■ Untersuchter Text ■
====================

Stellvertretend geantwortet hat uns Frau Dr. Ulrike Marschner, Ministerialrätin im Bayerischen Staatsministerium für Umwelt und Verbraucherschutz und Vorsitzende der AG Tierschutz.

Dr. Marschner: Vielen Dank für Ihre Anfrage zu den überarbeiteten Leitlinien zum Umgang mit und Nutzung von Pferden unter Tierschutzgesichtspunkten (Tierschutz im Pferdesport).

====================

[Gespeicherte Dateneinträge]
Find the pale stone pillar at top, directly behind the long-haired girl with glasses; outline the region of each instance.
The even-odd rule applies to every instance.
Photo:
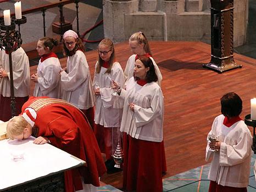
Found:
[[[125,14],[138,12],[139,0],[103,0],[104,35],[114,42],[127,41]]]

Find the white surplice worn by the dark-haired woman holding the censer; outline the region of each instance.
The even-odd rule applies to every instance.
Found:
[[[136,139],[162,142],[164,97],[159,85],[151,82],[140,86],[131,77],[120,97],[125,99],[121,132]],[[129,108],[129,103],[135,104],[134,111]]]

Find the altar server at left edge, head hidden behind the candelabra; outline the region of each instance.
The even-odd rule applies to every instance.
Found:
[[[14,44],[17,46],[17,44]],[[13,84],[16,114],[21,112],[22,105],[29,99],[30,93],[30,70],[29,58],[23,48],[12,52]],[[9,53],[0,50],[0,120],[8,121],[12,117],[10,106],[10,69]]]

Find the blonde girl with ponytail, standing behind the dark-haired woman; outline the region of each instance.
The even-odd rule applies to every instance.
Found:
[[[126,83],[133,76],[133,68],[135,65],[135,61],[138,59],[138,57],[143,55],[152,60],[155,67],[155,73],[157,74],[158,77],[157,83],[160,86],[163,77],[157,64],[152,58],[151,49],[149,47],[148,39],[146,38],[145,34],[143,32],[133,33],[129,38],[129,47],[133,55],[131,55],[130,58],[127,60],[127,64],[124,71]]]

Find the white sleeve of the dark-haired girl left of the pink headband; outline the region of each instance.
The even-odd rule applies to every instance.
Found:
[[[40,86],[42,95],[47,95],[59,83],[59,67],[49,65],[43,69],[43,77],[38,77],[38,85]]]

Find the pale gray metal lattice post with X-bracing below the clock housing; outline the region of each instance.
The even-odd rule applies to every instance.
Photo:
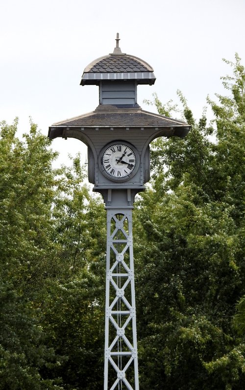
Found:
[[[104,390],[116,388],[139,390],[130,208],[107,209]]]

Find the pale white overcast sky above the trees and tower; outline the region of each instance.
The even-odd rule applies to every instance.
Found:
[[[29,116],[44,134],[57,121],[93,111],[98,87],[80,86],[84,68],[113,52],[147,61],[153,86],[138,87],[138,104],[156,92],[177,102],[180,89],[198,118],[206,96],[224,93],[220,77],[231,73],[222,58],[245,63],[245,0],[0,0],[0,120],[19,131]],[[83,144],[57,138],[66,161]]]

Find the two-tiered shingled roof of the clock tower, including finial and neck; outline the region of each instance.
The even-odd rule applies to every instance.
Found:
[[[190,130],[187,123],[144,111],[137,104],[136,84],[153,84],[155,79],[147,62],[122,53],[117,34],[114,52],[92,61],[85,68],[81,80],[82,85],[99,85],[100,104],[93,112],[54,123],[49,127],[49,138],[65,136],[67,131],[77,135],[80,132],[85,134],[87,130],[90,133],[93,129],[105,130],[106,133],[108,129],[136,128],[148,129],[156,136],[185,137]]]

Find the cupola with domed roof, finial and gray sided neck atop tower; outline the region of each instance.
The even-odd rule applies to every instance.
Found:
[[[98,85],[99,104],[137,107],[137,85],[152,85],[156,78],[146,61],[122,53],[119,41],[117,33],[114,52],[92,61],[84,69],[80,85]]]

====================

Können Sie aus dem untersuchten Text alles von „Dr. Marschner: Vielen Dank“ bis hinunter zu „(Tierschutz im Pferdesport).“ wortgetreu wiedergeben? Die Datensätze werden hier nicht gebraucht.

■ Lösung ■
Dr. Marschner: Vielen Dank für Ihre Anfrage zu den überarbeiteten Leitlinien zum Umgang mit und Nutzung von Pferden unter Tierschutzgesichtspunkten (Tierschutz im Pferdesport).